### [WHAT YOU NEED TO DO]
The data below is to be set down again exactly as written.

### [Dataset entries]
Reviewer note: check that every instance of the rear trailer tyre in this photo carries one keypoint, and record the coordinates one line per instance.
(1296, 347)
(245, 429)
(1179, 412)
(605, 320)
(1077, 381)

### [EXERCISE OUTPUT]
Reviewer note: check that every instance of the rear trailer tyre in this photo carries one keypoint, and record the coordinates one line per instance.
(1296, 347)
(245, 429)
(1179, 412)
(605, 320)
(1077, 381)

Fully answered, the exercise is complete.